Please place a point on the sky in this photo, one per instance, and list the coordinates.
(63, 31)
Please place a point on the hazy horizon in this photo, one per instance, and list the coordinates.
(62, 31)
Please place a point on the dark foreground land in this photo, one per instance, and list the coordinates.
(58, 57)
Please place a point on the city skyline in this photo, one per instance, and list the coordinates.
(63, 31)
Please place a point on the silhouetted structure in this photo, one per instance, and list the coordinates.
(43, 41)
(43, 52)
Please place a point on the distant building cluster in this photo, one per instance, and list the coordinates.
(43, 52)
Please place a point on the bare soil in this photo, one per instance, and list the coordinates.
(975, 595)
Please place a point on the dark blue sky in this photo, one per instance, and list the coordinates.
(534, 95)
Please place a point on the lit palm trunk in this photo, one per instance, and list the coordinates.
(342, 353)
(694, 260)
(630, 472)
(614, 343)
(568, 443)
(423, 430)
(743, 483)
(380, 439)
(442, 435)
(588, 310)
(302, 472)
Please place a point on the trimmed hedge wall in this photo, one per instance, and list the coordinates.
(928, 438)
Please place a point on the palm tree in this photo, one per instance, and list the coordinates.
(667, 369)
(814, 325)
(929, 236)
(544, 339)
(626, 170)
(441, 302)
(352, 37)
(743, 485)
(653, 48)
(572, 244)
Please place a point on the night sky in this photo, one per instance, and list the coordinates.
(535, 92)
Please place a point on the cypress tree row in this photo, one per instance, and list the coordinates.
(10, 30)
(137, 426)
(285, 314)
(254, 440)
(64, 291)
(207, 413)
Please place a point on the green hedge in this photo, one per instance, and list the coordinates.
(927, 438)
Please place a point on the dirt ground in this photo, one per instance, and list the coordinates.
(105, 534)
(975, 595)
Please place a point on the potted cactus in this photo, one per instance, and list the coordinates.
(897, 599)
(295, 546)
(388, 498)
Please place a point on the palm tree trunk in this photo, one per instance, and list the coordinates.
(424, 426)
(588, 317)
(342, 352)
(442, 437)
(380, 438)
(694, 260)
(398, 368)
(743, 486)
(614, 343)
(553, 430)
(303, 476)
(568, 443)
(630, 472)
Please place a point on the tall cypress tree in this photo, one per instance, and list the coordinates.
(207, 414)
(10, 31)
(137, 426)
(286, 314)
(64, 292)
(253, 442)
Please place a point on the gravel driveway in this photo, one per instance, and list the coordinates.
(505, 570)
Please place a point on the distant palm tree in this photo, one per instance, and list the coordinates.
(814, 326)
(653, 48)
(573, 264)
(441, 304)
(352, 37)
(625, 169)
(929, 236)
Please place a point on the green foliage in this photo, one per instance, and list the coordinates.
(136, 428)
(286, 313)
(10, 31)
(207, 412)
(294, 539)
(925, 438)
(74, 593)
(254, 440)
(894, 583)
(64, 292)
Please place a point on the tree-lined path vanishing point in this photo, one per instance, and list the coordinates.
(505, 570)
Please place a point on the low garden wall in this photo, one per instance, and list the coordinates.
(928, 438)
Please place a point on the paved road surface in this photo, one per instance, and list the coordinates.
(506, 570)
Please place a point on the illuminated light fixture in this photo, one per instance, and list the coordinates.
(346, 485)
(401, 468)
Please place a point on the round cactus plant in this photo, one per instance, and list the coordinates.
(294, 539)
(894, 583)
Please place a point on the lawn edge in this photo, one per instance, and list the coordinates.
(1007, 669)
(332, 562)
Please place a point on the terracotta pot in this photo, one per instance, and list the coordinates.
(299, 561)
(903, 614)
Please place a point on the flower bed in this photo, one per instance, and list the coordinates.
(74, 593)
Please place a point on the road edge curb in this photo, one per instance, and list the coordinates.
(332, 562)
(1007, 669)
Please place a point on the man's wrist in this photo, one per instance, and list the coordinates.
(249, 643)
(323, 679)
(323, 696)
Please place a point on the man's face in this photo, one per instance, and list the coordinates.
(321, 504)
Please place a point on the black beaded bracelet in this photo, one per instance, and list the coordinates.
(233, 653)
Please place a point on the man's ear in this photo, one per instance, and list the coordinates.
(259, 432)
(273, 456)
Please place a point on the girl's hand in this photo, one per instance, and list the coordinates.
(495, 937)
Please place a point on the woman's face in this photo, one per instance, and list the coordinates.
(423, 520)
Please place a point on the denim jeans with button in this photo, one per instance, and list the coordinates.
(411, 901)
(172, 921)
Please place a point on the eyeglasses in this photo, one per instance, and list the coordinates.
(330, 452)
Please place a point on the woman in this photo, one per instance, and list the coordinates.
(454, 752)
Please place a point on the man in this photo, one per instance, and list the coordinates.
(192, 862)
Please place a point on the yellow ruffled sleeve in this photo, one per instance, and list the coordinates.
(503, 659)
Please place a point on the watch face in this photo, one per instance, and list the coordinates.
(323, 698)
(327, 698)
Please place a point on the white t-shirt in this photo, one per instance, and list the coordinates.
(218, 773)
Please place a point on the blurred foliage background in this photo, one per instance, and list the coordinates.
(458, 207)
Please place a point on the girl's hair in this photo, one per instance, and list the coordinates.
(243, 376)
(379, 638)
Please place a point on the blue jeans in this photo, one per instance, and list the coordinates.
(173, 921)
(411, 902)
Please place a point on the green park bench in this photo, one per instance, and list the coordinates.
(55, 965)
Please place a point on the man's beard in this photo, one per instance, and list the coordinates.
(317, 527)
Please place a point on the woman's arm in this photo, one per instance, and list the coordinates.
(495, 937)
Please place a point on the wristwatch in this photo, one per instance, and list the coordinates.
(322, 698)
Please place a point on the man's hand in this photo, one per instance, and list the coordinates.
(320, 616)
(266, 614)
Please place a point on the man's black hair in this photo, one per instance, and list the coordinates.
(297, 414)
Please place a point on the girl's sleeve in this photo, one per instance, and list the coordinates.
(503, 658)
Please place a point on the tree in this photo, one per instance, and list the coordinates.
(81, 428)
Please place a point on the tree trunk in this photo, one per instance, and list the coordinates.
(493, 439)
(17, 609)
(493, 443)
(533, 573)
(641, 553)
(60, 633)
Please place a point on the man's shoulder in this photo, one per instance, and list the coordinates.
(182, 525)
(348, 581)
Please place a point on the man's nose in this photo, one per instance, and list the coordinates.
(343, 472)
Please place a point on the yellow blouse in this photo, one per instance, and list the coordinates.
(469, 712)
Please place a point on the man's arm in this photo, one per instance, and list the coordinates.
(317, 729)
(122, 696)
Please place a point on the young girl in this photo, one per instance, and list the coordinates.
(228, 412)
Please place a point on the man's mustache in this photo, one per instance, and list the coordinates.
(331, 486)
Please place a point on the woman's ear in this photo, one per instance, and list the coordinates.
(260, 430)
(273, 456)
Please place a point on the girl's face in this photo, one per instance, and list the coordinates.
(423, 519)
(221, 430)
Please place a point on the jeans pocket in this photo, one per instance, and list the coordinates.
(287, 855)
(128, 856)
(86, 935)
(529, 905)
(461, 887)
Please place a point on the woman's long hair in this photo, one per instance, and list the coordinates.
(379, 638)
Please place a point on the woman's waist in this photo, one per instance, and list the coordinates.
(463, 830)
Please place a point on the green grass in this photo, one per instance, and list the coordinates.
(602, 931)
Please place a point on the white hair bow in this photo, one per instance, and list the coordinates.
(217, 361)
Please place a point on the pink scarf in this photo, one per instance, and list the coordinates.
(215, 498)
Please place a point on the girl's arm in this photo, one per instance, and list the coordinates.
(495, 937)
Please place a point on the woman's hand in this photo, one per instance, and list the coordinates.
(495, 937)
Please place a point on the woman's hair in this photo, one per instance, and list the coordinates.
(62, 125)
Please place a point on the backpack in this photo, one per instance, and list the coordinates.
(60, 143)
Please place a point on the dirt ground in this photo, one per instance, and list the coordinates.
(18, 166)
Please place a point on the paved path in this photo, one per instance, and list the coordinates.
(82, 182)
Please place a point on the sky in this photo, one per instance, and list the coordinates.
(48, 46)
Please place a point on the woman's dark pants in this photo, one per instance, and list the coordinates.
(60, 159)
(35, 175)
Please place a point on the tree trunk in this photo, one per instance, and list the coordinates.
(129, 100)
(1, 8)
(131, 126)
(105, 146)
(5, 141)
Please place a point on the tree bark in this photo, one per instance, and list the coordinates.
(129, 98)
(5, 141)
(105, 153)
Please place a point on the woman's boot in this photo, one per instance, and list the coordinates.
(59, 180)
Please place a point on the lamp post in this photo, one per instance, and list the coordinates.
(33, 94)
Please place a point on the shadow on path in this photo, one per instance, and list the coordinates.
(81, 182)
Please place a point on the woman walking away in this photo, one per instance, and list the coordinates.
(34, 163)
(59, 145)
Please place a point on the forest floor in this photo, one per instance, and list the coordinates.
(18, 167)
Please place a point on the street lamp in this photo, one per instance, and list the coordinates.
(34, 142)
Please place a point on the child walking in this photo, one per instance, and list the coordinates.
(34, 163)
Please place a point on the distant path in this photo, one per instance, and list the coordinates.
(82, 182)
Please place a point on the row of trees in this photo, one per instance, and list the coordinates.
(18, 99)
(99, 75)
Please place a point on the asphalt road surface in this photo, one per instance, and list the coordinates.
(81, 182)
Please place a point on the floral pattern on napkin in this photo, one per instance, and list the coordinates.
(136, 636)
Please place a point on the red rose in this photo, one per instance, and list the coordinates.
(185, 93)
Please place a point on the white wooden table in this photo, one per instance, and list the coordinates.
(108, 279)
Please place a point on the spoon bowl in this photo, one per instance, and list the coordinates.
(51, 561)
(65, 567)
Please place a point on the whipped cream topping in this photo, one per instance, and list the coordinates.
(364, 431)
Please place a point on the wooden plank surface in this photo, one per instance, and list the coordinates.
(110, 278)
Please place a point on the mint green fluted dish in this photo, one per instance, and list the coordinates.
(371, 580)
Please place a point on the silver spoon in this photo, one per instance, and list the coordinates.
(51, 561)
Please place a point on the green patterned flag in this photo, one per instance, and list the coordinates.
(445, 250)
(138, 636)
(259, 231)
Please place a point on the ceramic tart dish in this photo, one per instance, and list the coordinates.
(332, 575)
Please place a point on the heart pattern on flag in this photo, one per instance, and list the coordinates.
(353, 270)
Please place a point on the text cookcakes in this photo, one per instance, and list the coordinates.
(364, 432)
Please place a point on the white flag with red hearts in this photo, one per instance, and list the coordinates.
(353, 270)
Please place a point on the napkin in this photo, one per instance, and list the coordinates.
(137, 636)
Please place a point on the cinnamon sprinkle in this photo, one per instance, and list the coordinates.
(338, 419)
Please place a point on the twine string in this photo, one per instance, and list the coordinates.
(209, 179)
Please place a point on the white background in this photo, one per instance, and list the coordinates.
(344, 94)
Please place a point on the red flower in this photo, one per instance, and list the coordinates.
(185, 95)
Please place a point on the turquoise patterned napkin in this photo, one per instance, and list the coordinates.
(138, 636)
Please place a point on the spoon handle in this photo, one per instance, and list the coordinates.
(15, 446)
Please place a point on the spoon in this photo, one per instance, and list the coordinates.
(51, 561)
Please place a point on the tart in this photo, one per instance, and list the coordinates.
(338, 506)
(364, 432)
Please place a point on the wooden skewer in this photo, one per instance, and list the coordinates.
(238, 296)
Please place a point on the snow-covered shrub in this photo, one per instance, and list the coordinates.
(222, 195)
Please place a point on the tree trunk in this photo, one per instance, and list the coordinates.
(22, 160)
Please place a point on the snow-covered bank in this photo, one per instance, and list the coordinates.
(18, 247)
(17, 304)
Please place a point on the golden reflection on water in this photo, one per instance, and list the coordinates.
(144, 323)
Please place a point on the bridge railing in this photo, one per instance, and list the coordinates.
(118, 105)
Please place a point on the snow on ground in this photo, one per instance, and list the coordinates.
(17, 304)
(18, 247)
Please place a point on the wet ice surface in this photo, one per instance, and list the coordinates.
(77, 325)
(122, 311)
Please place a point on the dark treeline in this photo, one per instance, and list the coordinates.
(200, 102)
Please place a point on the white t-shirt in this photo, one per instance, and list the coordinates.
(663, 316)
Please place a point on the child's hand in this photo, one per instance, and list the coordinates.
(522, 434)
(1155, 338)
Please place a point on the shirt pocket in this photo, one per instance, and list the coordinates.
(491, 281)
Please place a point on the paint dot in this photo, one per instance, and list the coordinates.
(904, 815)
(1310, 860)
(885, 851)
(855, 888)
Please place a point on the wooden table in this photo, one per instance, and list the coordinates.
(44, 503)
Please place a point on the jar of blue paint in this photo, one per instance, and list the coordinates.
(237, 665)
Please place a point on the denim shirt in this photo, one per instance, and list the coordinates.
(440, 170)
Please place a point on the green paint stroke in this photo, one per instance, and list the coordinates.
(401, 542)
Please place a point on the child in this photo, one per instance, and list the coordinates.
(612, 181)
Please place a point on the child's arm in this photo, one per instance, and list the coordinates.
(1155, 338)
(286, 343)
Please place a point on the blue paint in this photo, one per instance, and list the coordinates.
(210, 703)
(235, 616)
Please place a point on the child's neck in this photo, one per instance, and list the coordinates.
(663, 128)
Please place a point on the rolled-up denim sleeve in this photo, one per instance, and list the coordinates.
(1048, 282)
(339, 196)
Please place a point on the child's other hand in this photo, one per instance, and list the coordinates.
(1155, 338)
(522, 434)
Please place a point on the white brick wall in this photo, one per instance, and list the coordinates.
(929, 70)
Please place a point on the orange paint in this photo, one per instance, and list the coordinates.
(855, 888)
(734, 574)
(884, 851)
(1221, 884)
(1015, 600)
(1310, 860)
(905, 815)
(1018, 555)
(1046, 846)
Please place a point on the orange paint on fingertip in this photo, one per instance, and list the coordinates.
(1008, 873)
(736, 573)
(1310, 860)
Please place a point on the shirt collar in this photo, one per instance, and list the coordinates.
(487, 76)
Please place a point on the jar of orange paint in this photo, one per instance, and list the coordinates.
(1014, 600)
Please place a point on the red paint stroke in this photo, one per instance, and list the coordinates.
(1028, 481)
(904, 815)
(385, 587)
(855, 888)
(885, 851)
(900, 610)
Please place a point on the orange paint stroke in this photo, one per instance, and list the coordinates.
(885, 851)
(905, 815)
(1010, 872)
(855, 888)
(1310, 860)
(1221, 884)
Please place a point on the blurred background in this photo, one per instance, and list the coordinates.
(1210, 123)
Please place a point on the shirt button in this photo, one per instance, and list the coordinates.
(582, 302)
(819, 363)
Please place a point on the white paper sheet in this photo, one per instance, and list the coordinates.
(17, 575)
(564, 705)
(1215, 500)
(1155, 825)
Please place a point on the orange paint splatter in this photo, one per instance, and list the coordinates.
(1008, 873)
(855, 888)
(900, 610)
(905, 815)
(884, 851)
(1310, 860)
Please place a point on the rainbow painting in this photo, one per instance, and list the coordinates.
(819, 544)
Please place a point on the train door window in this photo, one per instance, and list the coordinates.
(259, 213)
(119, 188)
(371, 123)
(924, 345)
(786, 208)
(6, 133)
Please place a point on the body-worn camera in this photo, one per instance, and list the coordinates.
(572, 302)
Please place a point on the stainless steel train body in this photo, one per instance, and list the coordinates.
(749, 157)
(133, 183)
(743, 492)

■ Goal of the exercise: The required output is the exact sequence of lines from the one containing "Please place a point on the orange paint on" through the end of the listing, both endpoints included.

■ Response:
Please place a point on the orange paint on fingertip in this photo, one per instance, and list the coordinates.
(1008, 873)
(736, 573)
(1310, 860)
Please place a point on the shirt collar in this photo, one per instance, and list the coordinates.
(487, 76)
Please place a point on the jar of orange paint in this photo, one per instance, and list the coordinates.
(1014, 600)
Please place a point on the red paint stroke in this photo, one per instance, and list the coordinates.
(1028, 481)
(904, 815)
(385, 587)
(855, 888)
(885, 851)
(900, 610)
Please place a point on the orange paint stroke in this photo, one per instance, and list the coordinates.
(885, 851)
(905, 815)
(1010, 872)
(855, 888)
(1310, 860)
(1221, 884)
Please place a point on the blurred background in this photo, one per instance, and list the coordinates.
(1210, 123)
Please place a point on the shirt button in this photo, one per instance, and list the coordinates.
(582, 302)
(819, 363)
Please place a point on the white paper sheet in this photo, one per instance, and list the coordinates.
(17, 575)
(564, 705)
(1215, 500)
(1155, 825)
Please place a point on the orange paint splatter in this photo, one per instance, and list the coordinates.
(1008, 873)
(855, 888)
(900, 610)
(905, 815)
(884, 851)
(1310, 860)
Please place a point on the rainbow painting in this photo, one per instance, and list the coordinates.
(819, 544)
Please place a point on the train door window in this photo, one per instance, and list the coordinates.
(259, 213)
(119, 188)
(371, 123)
(924, 345)
(786, 208)
(6, 133)
Please place a point on the body-worn camera in this photo, one per instance, and list the coordinates.
(572, 302)
Please place a point on the stainless steel train body in this photo, one per instance, and list the coordinates.
(749, 157)
(133, 183)
(743, 492)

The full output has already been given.